(Entries for labeling object positions)
━━━━

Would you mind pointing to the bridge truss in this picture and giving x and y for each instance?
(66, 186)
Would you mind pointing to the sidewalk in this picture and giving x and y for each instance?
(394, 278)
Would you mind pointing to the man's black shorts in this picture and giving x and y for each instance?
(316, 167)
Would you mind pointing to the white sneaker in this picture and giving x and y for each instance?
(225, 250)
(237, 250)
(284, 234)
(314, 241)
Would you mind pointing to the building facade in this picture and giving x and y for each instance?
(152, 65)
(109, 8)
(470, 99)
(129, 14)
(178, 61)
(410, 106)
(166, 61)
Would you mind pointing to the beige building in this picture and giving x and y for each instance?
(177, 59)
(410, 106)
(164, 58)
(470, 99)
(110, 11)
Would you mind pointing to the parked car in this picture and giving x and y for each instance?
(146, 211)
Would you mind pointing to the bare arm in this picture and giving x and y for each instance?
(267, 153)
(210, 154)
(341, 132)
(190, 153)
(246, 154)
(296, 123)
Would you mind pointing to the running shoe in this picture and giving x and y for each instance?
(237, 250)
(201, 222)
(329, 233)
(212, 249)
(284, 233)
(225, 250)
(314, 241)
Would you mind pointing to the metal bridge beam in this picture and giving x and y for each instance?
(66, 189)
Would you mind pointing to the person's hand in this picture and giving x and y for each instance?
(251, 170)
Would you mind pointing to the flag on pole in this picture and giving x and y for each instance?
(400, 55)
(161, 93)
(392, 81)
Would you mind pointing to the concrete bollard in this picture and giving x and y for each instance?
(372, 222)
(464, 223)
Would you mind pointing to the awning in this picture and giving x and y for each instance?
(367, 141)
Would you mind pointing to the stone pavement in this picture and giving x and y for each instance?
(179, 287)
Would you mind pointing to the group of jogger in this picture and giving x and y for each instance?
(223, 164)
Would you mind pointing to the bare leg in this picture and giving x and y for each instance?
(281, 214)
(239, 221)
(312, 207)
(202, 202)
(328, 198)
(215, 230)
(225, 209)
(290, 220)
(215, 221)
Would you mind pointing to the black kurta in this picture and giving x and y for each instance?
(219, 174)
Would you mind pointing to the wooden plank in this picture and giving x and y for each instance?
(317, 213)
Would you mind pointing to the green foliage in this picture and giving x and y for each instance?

━━━━

OBJECTIVE
Transcribe every one of the rows above word for word.

OUTPUT OF THE EXERCISE
Would you mind pointing to the bridge truss in this picture and giving x and y for each instance?
(66, 186)
Would you mind pointing to the sidewalk in this picture and giving x and y for each instance?
(394, 278)
Would you mind pointing to the man's black shorts in this picture and giving x and y for each instance?
(316, 167)
Would you mind pointing to the white sneaker in this picture and giving x and y for each instance?
(225, 250)
(237, 250)
(284, 234)
(314, 241)
Would you mind pointing to the building facade in this picture and giving x and y for each instance?
(152, 65)
(109, 8)
(470, 99)
(129, 14)
(178, 61)
(410, 106)
(166, 61)
Would you mind pointing to the beige building in this picture and giving x and y for each instance?
(177, 59)
(410, 106)
(164, 58)
(470, 99)
(110, 11)
Would you mind pointing to the parked car in this picture and giving x and y for each instance?
(146, 211)
Would you mind pointing to the bare arm in this picture and giving x and y for each instance?
(267, 153)
(210, 154)
(341, 132)
(190, 153)
(246, 154)
(296, 123)
Would you mind pointing to the running shoe in this picture and giving x and y for each instance?
(237, 250)
(201, 222)
(329, 233)
(212, 249)
(284, 233)
(225, 250)
(314, 241)
Would you mind pointing to the metal bridge beam in this picture and giving x and y for each instance?
(66, 189)
Would you mind pointing to the person's hand in this picture and giving x and y for each instance?
(251, 170)
Would you mind pointing to the flag on pole in this picture and giving x and y for each instance?
(400, 55)
(161, 93)
(392, 81)
Would you mind pointing to the concrete bollard in this picture and giving x and y for each instance?
(372, 222)
(464, 223)
Would you mind pointing to the awning in this picture and giving x and y for each instance?
(367, 141)
Would you mind pointing to the stone pavement in this picture and giving x and y for each instance?
(179, 287)
Would you mind pointing to the group of jogger in this picture and giving x and y for each instance?
(223, 164)
Would you mind pointing to the bare leg in this picture and giving x and y for each instance?
(281, 214)
(239, 221)
(312, 207)
(202, 202)
(328, 198)
(215, 230)
(225, 209)
(290, 220)
(215, 221)
Would you mind pointing to the black kurta in this picture and giving x and y for each instance?
(219, 174)
Would you mind pointing to the wooden plank in this picture and giving x and y for each instance?
(317, 213)
Would you mind pointing to the green foliage in this picture and giving x and y for each instance?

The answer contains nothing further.